[BEGIN Dataset]

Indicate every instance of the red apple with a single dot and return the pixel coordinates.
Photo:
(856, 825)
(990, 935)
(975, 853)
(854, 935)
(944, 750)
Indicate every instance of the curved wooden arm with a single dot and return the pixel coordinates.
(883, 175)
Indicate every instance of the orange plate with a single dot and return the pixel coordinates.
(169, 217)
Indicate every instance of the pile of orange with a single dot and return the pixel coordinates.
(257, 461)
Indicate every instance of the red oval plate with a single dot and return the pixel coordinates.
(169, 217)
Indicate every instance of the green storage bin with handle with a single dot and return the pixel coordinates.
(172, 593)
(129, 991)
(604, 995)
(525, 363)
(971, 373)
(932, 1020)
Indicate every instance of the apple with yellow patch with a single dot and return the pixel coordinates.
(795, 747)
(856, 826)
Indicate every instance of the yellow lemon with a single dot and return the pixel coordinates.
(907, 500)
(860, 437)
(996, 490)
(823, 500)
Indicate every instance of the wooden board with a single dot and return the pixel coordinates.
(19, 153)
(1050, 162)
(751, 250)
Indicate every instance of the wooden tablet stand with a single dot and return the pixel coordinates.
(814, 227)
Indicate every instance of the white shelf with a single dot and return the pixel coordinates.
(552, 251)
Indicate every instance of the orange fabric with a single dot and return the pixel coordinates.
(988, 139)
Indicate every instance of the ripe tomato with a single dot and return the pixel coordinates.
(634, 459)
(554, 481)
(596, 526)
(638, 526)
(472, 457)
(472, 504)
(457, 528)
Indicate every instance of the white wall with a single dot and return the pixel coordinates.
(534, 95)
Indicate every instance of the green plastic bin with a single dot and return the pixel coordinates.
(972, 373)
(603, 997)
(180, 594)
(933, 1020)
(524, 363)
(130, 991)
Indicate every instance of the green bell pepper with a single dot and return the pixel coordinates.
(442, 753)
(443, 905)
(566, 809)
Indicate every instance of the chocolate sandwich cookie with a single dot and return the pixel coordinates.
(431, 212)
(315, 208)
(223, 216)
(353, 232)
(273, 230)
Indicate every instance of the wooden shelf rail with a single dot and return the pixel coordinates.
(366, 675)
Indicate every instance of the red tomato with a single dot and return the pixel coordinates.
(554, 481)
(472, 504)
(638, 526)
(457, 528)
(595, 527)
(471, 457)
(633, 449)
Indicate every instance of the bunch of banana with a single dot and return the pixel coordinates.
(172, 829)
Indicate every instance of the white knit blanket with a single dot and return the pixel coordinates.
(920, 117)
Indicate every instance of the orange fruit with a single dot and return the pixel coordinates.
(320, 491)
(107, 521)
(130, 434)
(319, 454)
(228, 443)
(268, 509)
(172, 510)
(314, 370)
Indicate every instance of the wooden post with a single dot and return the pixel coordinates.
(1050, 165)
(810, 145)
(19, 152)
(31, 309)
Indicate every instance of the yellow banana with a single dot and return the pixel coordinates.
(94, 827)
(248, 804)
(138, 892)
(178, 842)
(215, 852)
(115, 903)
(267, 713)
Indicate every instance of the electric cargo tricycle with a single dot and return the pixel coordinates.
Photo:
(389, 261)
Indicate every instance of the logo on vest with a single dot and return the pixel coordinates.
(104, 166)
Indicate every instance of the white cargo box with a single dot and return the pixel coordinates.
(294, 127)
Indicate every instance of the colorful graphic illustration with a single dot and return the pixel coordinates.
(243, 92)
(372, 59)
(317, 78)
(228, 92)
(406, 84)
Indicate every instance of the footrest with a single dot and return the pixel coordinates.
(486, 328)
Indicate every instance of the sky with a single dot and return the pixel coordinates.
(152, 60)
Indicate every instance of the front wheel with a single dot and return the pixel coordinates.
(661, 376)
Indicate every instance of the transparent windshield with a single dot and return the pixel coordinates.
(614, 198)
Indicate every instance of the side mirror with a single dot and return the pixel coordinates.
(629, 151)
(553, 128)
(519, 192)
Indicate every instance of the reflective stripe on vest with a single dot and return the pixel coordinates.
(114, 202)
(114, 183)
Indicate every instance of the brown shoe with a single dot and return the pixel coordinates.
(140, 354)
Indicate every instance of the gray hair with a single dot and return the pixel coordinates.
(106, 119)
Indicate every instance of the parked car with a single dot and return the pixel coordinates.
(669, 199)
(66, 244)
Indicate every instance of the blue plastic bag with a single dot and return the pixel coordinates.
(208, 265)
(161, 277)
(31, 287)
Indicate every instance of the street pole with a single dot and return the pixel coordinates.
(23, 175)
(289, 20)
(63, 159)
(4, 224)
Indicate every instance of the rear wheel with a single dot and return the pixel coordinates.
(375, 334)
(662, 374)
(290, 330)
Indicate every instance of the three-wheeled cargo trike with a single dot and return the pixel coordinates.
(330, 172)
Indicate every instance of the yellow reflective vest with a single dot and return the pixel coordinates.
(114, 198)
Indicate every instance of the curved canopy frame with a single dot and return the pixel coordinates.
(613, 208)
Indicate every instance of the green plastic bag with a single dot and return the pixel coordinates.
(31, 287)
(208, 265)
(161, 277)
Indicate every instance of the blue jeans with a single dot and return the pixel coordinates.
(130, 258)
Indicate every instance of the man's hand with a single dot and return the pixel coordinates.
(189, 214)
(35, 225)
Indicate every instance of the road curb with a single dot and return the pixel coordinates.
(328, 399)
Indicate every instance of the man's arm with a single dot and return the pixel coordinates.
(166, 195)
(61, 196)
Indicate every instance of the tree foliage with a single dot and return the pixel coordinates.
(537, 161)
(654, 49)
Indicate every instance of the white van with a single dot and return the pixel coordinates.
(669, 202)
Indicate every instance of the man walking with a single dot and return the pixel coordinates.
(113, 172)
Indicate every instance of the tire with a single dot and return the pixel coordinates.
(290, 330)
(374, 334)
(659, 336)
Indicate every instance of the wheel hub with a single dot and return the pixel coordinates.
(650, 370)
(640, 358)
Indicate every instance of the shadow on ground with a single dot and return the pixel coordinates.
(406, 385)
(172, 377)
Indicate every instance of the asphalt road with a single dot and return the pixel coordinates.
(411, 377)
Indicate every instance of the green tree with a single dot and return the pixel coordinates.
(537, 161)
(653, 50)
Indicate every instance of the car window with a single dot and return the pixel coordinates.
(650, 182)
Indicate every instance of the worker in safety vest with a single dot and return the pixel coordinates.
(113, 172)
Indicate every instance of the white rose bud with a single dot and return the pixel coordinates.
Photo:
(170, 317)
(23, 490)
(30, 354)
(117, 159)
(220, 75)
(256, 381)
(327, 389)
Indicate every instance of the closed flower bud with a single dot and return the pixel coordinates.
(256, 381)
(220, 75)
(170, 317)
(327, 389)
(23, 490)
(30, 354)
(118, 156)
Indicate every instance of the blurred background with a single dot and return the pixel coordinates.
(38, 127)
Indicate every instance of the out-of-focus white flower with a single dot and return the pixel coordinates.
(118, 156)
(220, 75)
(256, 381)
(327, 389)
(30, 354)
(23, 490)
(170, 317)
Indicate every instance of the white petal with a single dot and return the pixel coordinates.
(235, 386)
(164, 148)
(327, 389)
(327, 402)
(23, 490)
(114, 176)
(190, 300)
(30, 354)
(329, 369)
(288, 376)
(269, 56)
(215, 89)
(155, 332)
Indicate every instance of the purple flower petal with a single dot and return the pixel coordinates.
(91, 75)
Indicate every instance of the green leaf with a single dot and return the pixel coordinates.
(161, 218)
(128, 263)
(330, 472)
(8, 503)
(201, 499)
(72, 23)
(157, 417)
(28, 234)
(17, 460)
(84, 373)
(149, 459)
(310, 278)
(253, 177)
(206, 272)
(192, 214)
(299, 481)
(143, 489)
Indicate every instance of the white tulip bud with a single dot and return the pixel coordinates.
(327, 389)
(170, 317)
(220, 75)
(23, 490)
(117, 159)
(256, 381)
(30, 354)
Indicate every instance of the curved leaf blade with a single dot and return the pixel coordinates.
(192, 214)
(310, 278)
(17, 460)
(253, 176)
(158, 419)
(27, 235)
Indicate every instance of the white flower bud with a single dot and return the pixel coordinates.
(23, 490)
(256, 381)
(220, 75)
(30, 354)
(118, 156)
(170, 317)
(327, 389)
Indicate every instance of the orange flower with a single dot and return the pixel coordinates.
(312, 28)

[END Dataset]

Format the lines from the one containing "Indicate every instance of the white flower" through the last line of the items as a JSON list of strings, one string per line, skipping any blank lines.

[
  "Indicate every instance of the white flower bud with a single dot and return the pixel coordinates.",
  "(23, 490)",
  "(256, 381)",
  "(220, 75)",
  "(30, 354)",
  "(118, 156)",
  "(170, 317)",
  "(327, 389)",
  "Indicate every instance of the orange flower with a single dot and return the pixel coordinates.",
  "(312, 28)"
]